• _Task to carry out_
Copy out, exactly as written, only the line containing "Locate every instance of the green bud" and the lines after it through the end of the records.

• _Dataset records_

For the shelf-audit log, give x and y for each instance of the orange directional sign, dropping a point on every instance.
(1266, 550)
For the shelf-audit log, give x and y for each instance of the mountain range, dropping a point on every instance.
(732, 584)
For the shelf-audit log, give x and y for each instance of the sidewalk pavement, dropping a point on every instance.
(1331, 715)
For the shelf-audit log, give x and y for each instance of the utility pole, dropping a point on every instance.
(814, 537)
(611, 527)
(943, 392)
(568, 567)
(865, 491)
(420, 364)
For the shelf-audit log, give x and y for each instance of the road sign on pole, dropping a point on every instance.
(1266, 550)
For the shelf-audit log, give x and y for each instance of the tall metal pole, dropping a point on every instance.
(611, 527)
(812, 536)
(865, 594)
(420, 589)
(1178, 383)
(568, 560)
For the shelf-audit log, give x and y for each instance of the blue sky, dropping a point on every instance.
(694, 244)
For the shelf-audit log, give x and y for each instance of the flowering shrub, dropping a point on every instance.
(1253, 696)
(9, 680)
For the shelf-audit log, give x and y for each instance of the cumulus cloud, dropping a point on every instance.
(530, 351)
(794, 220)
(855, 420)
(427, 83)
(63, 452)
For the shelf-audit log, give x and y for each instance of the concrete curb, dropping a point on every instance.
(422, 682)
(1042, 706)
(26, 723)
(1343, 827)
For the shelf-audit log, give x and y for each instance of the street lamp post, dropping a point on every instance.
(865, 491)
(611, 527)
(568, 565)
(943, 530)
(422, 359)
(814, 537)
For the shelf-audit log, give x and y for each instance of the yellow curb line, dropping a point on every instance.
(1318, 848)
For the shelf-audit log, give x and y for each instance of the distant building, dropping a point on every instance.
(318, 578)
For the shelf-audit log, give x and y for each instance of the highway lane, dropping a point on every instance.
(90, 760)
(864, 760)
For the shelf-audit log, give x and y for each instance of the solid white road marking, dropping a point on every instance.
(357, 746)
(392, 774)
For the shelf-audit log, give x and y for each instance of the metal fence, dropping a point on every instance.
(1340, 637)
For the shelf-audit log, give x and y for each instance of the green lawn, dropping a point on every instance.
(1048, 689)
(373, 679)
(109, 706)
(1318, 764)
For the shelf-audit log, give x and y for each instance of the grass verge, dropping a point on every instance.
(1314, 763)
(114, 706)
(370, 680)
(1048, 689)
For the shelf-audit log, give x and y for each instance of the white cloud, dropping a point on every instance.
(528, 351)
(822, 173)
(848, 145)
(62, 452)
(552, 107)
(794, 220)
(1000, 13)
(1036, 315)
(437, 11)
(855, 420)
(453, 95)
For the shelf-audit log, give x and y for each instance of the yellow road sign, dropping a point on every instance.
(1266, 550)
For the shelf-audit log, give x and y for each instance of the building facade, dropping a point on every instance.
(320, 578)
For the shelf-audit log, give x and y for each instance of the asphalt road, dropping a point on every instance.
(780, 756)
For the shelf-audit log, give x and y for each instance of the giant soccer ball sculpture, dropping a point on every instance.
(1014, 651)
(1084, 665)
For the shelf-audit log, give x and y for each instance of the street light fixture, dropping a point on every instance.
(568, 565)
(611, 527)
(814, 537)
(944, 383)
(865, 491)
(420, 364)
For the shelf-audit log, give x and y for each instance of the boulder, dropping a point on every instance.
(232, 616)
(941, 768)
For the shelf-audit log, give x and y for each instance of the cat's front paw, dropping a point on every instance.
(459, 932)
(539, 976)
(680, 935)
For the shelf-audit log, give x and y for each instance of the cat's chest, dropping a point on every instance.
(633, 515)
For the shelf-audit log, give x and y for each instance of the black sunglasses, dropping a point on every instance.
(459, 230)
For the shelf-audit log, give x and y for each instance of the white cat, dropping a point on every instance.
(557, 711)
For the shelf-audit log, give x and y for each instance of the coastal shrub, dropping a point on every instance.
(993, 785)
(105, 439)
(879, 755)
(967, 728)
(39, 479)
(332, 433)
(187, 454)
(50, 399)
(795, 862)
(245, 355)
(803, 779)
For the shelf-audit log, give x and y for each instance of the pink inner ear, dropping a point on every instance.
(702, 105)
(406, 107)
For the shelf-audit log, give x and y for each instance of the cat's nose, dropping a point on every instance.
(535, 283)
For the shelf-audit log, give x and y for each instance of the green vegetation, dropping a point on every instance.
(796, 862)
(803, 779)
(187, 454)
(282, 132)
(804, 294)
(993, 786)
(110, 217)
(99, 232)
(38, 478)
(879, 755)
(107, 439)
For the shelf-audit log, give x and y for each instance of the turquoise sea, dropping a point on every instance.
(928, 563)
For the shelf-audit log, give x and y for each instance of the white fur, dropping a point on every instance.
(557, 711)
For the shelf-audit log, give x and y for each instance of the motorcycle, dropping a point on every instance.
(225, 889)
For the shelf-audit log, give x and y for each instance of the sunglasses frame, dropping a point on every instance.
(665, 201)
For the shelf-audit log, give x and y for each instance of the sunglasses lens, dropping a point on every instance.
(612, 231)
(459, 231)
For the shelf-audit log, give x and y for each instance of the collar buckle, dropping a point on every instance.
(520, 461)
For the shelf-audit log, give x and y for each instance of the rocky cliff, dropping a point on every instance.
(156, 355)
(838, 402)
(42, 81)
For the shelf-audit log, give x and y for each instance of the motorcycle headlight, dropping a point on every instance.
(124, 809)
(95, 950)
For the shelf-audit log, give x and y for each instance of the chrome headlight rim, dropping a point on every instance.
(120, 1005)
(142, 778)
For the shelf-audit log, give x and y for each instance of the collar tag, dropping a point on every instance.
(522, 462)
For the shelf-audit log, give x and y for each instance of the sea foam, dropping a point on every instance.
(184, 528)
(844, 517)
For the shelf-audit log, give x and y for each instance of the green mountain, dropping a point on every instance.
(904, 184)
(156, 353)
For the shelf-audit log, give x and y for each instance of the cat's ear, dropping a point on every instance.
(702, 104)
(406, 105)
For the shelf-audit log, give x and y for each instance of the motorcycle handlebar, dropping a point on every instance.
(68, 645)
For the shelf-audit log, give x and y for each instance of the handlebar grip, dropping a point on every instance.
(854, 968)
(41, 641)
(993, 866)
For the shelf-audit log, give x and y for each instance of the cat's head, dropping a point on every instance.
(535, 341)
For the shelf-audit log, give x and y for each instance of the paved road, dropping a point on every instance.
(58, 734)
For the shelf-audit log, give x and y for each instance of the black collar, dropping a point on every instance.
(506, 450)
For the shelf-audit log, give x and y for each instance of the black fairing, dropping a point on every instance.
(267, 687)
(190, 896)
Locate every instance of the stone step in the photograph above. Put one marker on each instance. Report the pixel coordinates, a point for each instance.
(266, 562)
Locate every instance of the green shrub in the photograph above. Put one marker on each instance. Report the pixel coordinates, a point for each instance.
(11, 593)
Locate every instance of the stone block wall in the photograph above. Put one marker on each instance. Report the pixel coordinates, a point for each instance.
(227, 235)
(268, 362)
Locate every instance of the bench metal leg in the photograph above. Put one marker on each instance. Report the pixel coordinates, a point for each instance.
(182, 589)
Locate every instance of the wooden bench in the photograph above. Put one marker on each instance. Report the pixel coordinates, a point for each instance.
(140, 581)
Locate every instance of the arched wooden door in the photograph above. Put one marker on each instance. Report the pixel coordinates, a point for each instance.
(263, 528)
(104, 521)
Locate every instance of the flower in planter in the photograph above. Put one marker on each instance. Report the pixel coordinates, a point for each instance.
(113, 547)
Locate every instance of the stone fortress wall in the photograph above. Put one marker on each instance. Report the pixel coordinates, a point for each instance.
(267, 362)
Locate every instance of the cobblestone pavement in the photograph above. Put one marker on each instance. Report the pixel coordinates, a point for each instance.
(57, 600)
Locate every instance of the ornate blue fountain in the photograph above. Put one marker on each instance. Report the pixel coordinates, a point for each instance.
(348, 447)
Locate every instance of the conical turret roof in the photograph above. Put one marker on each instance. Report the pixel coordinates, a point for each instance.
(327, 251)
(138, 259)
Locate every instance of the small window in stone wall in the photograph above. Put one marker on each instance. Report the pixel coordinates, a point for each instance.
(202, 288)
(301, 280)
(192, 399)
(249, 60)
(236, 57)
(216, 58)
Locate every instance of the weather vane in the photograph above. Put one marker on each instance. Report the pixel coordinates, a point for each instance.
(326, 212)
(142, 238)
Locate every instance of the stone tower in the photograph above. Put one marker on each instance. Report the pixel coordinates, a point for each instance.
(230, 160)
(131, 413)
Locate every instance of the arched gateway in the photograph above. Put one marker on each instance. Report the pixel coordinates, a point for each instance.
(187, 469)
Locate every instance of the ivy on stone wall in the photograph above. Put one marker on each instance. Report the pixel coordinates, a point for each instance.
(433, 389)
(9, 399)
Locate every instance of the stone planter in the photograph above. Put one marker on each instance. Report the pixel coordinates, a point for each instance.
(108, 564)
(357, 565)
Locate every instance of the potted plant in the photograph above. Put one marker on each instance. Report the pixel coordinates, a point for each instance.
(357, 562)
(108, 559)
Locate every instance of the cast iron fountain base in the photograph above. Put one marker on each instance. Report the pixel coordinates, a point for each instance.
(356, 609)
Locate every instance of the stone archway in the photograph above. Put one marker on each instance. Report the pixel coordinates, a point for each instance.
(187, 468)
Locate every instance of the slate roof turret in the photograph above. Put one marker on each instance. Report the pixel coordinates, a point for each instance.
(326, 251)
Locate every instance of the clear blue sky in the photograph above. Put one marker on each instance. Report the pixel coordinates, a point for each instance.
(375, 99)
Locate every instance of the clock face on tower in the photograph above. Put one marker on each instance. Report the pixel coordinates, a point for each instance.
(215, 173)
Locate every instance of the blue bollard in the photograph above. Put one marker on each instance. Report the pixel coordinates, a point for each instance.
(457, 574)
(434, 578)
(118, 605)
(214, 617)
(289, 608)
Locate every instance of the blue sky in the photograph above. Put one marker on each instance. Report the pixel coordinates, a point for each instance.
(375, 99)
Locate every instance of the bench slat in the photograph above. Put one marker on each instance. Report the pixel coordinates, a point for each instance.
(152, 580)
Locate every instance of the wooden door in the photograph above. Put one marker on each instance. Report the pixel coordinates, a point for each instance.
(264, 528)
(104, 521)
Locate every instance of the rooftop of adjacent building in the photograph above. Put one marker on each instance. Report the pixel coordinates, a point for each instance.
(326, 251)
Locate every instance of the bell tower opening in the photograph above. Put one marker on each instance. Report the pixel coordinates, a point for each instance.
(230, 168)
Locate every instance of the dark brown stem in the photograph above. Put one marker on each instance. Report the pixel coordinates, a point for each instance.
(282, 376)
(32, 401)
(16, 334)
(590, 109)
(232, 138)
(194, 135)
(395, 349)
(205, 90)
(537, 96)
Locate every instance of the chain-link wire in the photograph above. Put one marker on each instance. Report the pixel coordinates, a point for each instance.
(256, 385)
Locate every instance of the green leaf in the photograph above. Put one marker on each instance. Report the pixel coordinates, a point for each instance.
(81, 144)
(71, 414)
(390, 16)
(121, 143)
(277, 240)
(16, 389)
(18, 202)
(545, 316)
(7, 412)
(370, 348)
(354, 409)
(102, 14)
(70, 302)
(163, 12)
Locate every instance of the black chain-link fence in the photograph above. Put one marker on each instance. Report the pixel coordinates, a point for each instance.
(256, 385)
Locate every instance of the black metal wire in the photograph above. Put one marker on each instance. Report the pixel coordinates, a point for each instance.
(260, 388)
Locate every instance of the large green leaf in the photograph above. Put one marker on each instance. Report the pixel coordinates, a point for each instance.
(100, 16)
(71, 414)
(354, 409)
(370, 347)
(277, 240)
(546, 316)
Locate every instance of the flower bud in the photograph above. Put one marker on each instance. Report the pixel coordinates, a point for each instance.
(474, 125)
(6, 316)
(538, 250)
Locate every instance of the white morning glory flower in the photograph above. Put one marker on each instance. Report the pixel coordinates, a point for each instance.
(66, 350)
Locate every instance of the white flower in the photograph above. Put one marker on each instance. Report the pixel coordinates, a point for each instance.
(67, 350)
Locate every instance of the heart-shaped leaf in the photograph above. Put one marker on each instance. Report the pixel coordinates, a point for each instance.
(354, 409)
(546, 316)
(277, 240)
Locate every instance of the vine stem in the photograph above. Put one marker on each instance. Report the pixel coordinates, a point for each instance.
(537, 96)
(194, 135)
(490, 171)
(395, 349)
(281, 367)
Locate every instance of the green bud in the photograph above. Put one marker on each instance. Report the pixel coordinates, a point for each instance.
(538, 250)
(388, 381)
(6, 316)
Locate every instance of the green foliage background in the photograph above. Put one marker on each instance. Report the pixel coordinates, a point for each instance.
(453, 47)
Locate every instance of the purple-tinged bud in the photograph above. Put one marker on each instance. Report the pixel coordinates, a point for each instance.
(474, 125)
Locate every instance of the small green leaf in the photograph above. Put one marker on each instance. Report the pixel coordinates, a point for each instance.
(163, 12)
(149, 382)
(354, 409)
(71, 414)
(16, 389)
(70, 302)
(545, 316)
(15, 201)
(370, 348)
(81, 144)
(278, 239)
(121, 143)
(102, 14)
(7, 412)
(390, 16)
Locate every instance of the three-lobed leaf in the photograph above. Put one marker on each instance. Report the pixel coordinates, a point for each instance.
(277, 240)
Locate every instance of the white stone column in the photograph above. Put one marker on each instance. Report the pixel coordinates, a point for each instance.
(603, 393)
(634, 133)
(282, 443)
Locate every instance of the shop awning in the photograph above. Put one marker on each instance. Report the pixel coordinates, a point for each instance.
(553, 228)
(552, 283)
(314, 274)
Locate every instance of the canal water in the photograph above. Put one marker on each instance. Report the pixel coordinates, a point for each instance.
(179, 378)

• _Solution to the problem_
Locate every instance of the green bud in the photograph above. Put one marker on each instance. Report the pixel coordinates, a point for each instance.
(538, 250)
(388, 381)
(6, 316)
Locate every instance of the green foliage background in the photograph above. Put one marker on each instance. Report the pixel coordinates, a point for each instance.
(453, 47)
Locate every instance of the purple-tinged bud in the photograph above. Put one marker on each instance. Report the pixel coordinates, a point for each instance.
(474, 125)
Locate every instance of the small green leaf in the photograph above. Put one marker on each instance. Report the pixel coordinates, a point for each instance.
(163, 12)
(149, 382)
(354, 409)
(71, 414)
(16, 389)
(70, 302)
(545, 316)
(15, 201)
(370, 348)
(81, 144)
(278, 239)
(121, 143)
(102, 14)
(7, 412)
(390, 16)
Locate every instance of the three-lobed leaf in the photograph above. Put one marker on each instance. Report the pixel coordinates, a point for each instance.
(277, 240)
Locate every instance of the white stone column in the photograph above. Put one marker on each instance. Report the pixel coordinates, a point for each instance.
(603, 393)
(634, 133)
(282, 443)
Locate every instance of the shop awning in the photograph above. Put one marker on each instance. Report the pixel coordinates, a point for each instance.
(553, 228)
(552, 283)
(314, 274)
Locate every instance of the canal water in the photograph above. Put one marker on each instance. Report the pixel coordinates, a point for each instance.
(179, 378)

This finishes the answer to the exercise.